• [THE TASK]:
The output should be the records themselves, given again exactly.

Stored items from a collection

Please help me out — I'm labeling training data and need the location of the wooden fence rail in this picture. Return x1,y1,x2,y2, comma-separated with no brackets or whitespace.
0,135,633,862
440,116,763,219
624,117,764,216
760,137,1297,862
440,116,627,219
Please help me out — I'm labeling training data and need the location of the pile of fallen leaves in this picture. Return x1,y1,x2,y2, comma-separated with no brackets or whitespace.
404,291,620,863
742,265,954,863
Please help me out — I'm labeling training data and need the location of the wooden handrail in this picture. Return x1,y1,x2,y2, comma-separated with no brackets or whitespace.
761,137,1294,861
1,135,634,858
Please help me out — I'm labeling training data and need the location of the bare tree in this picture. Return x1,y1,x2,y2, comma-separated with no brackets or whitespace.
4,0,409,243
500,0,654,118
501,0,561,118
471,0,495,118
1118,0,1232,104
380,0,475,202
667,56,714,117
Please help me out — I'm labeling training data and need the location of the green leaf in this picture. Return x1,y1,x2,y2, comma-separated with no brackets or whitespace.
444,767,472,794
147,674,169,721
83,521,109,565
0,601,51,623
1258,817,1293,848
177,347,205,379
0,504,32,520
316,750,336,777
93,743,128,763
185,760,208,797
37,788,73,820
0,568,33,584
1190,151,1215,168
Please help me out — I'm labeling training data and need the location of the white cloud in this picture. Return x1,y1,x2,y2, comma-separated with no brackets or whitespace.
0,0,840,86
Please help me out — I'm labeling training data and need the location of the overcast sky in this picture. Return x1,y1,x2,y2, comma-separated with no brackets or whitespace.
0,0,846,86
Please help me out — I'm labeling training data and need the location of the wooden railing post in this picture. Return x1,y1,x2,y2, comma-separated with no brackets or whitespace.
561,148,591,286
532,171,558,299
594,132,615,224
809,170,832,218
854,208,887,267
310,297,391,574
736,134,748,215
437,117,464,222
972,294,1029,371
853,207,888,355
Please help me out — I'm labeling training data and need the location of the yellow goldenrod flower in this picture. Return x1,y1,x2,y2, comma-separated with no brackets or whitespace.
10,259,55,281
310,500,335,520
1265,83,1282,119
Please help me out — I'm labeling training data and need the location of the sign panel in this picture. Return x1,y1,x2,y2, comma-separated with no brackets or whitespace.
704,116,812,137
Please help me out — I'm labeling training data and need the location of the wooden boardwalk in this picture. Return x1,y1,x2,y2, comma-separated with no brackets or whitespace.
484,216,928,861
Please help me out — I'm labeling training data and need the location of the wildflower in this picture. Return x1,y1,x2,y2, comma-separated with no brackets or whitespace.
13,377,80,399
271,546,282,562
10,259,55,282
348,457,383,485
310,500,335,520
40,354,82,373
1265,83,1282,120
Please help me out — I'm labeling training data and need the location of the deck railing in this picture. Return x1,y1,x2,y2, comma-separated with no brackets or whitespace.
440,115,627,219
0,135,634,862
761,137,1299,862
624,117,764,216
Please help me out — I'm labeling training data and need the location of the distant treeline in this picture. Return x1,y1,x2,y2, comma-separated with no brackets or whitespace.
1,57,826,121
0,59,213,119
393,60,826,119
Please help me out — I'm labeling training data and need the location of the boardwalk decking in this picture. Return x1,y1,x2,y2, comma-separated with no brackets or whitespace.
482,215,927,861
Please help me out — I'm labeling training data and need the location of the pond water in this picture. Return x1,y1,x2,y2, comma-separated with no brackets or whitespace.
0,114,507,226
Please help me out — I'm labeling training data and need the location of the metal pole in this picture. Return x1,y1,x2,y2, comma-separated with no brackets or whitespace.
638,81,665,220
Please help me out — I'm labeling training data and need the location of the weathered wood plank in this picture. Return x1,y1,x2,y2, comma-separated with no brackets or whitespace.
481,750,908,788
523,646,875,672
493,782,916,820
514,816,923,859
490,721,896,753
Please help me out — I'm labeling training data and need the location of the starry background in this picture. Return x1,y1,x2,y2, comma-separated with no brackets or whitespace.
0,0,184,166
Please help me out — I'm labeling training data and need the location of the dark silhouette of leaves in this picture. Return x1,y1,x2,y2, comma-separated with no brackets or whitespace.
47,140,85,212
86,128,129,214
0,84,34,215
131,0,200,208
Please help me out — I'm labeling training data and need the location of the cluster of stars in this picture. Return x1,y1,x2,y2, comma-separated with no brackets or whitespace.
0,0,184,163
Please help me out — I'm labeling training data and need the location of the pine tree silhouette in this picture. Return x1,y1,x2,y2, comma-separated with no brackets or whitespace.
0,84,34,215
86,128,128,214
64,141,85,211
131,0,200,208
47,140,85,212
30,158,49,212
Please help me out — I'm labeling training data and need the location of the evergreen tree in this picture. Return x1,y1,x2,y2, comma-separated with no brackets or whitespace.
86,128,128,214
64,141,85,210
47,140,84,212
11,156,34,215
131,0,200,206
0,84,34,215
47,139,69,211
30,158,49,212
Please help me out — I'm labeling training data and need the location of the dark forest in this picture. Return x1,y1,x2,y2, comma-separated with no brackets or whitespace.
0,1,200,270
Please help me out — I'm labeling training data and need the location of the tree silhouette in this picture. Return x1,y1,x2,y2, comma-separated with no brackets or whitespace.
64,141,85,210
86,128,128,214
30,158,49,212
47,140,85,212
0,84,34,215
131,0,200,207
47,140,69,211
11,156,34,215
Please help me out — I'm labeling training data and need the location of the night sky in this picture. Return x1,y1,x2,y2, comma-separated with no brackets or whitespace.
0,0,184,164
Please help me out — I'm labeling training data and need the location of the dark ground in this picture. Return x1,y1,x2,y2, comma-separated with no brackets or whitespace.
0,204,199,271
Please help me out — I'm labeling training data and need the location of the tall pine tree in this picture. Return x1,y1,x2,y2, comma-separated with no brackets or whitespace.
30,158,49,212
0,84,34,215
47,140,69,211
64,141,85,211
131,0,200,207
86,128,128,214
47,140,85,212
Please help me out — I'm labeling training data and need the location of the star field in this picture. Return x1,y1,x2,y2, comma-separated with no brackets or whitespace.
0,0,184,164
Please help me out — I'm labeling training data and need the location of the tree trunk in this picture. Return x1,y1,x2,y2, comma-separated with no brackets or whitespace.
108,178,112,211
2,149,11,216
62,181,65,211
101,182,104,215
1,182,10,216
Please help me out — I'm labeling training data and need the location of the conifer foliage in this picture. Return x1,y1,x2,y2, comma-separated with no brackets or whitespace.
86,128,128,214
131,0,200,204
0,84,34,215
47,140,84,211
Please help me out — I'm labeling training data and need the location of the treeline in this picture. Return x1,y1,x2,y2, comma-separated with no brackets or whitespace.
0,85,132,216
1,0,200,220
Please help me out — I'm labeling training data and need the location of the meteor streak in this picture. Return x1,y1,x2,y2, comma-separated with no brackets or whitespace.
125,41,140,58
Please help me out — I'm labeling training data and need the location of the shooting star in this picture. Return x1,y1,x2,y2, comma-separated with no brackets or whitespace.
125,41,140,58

• [EXERCISE RESPONSE]:
Please help me out — I'm labeling training data and need the location of the wooden fence rail in this picture. Return x1,y1,x2,y2, comma-separated with no brackets or whitespace.
0,135,633,862
440,116,763,219
624,117,764,216
760,137,1297,862
440,116,627,219
Please help me out — I'm labeling training data and need the location of the pile of fallen leaves in this picture. Return x1,y1,x2,y2, comma-separated with no brackets or whitespace.
404,291,620,863
742,265,954,863
Please help me out — I'm labeling training data and need the location of the wooden handrail in this picture. Return x1,y1,x2,y2, comma-separated with no brackets or whitespace.
761,137,1294,861
1,135,634,858
Please help me out — I'm labeling training data and need the location of the bare tree in this picture. Return x1,y1,x2,y2, comma-separated with no brackets or whitespace.
4,0,409,243
500,0,654,118
501,0,561,118
471,0,495,118
1118,0,1232,104
380,0,475,202
667,56,714,117
Please help me out — I'm labeling training data and need the location of the green leaf in this picture. Return x1,y1,x2,y2, comma-separated with no brackets or whitespace.
444,767,472,794
147,674,169,721
83,521,109,565
0,601,51,623
1258,817,1293,848
177,347,205,379
0,504,32,520
316,750,336,777
93,743,128,763
185,760,208,797
37,788,73,820
0,568,33,584
1190,151,1215,168
Please help me out — I'm labeling training data and need the location of the white cloud in this picture. Return x1,y1,x2,y2, comma-separated with no brackets or whitespace.
0,0,840,86
Please help me out — I'm labeling training data and need the location of the overcast sky in this picture. Return x1,y1,x2,y2, comma-separated with no brackets or whitespace.
0,0,846,86
Please help me out — I'm labeling training data and need the location of the wooden railing post in this picture. Return x1,y1,x2,y2, comma-separated with no brackets or whitespace.
561,148,591,286
532,171,558,299
594,132,615,224
809,170,832,218
854,208,887,267
310,297,391,574
736,134,748,215
437,117,464,222
972,294,1029,371
853,207,888,355
Please help me out — I'm labeling training data and need the location of the yellow goldenrod flower in this picture. Return x1,y1,x2,y2, comma-separated with no brackets or whitespace.
10,259,55,281
310,500,335,520
1265,83,1282,119
Please help me out — I'm labeling training data and need the location of the sign panel in this picture. Return x1,y1,x2,y2, comma-separated with no brackets or whitespace.
704,116,812,137
Please help me out — I'm labeling training data and need the location of the wooden boardwalk in this picture. Return x1,y1,x2,y2, comma-separated with no brackets or whitespace.
484,216,928,861
Please help me out — I'm labeling training data and need the location of the wildflower in this picture. Return x1,y1,x2,y2, comma-separated with no brackets or whitespace.
13,377,80,399
271,546,282,562
10,259,55,282
348,457,383,485
310,500,335,520
40,354,82,373
1265,83,1282,120
Please help me out — I'm labeling training data and need the location of the deck railing in this picture. Return x1,y1,x2,y2, comma-separated with no brackets or whitespace.
440,115,627,219
0,135,634,862
761,137,1299,862
624,117,764,216
Please help me out — I'm labeling training data and need the location of the distant treeline in this picture. Return x1,y1,x2,y2, comma-separated with no brackets or whitespace.
1,57,826,121
0,59,213,119
393,60,826,119
Please help me out — I'm labeling training data and need the location of the boardwalk decking in this picture. Return x1,y1,x2,y2, comma-separated with no brackets or whitespace.
482,215,927,861
Please help me out — I'm labeling training data and need the location of the pond water in this picture. Return x1,y1,x2,y2, comma-separated with no brackets or whitespace.
0,114,507,226
Please help me out — I'm labeling training data and need the location of the metal pole in this picture. Return x1,y1,x2,y2, comma-separated with no brackets or whitespace.
638,81,665,220
Please help me out — I'm labeling training data and need the location of the weathered wood plank in this picture. Return x1,y1,x2,y2, comma-separated with no brackets or whitespace.
481,750,908,788
523,646,875,672
493,782,916,820
514,816,923,859
490,721,896,753
Please help me out — I'm labeling training data and need the location of the starry background in this picture. Return x1,y1,x2,y2, comma-separated with no brackets or whitespace.
0,0,184,166
Please help me out — I'm labeling training data and need the location of the dark silhouette of leaves in this picture. Return x1,y1,x2,y2, comma-separated with no brackets or whitespace.
47,140,85,212
86,128,129,214
0,84,34,215
131,0,200,208
Please help me out — I'm labeling training data and need the location of the cluster of stars in this picture. Return x1,y1,x2,y2, comma-separated with no brackets or whitespace.
0,0,184,163
Please help me out — I'm labeling training data and need the location of the pine tree silhouette in this picture. Return x1,y1,x2,y2, comma-separated with no brackets or whitespace.
0,84,34,215
86,128,128,214
64,141,85,211
131,0,200,208
47,140,85,212
30,158,49,212
Please help me out — I'm labeling training data and need the location of the evergreen tree in this picture. Return x1,y1,x2,y2, comma-separated with no brackets or whitespace.
86,128,128,214
64,141,85,210
47,140,84,212
11,156,34,215
131,0,200,206
0,84,34,215
47,139,69,211
30,158,49,212
Please help me out — I'm labeling training data and need the location of the dark forest in this picture. Return x1,y1,x2,y2, comma-separated with no brackets or whitespace.
0,1,200,270
Please help me out — I'm labeling training data and need the location of the tree silhouette in this picture. Return x1,y1,x2,y2, comma-separated with no brackets or whitespace.
64,141,85,210
86,128,128,214
30,158,49,212
47,140,85,212
0,84,34,215
131,0,200,207
47,140,69,211
11,156,34,215
Please help me out — I'm labeling training data and need the location of the night sky in this picture. Return x1,y1,x2,y2, comma-separated with no brackets or whitespace.
0,0,184,164
Please help me out — I'm labeling training data and need the location of the dark ground in this picture. Return x1,y1,x2,y2, comma-separated with no brackets or whitespace.
0,204,199,271
Please help me out — I'm labeling training data and need the location of the tall pine tree in this picture. Return x1,y1,x2,y2, comma-separated with no brackets or whitespace.
30,158,49,212
0,84,34,215
47,140,69,211
64,141,85,211
131,0,200,207
86,128,128,214
47,140,85,212
Please help me out — I'm labeling training data and need the location of the star field in this picture. Return x1,y1,x2,y2, comma-separated with no brackets or whitespace.
0,0,184,164
Please help me out — I'm labeling training data and need the location of the tree trunk in this picture. Return x1,y1,x2,y2, comma-separated with no brackets or whitespace.
108,178,112,211
2,149,11,216
62,181,65,211
101,182,104,215
1,182,10,216
Please help me out — I'm labeling training data and need the location of the conifer foliage in this picture. Return x1,y1,x2,y2, comma-separated with no brackets or whitespace.
86,128,128,214
131,0,200,204
0,84,34,215
47,140,84,211
Please help me out — I'm labeling training data and need the location of the treeline in this picture. Return x1,y1,x2,y2, comma-separated with no brackets or whitespace.
0,85,132,216
1,0,200,220
Please help me out — I'm labeling training data and need the location of the meteor streak in this picture. Return x1,y1,x2,y2, comma-separated with no brackets or whitespace.
125,41,140,58
Please help me out — I'm labeling training data and need the location of the shooting star in this picture. Return x1,y1,x2,y2, comma-separated with no brackets or whitespace.
125,41,140,58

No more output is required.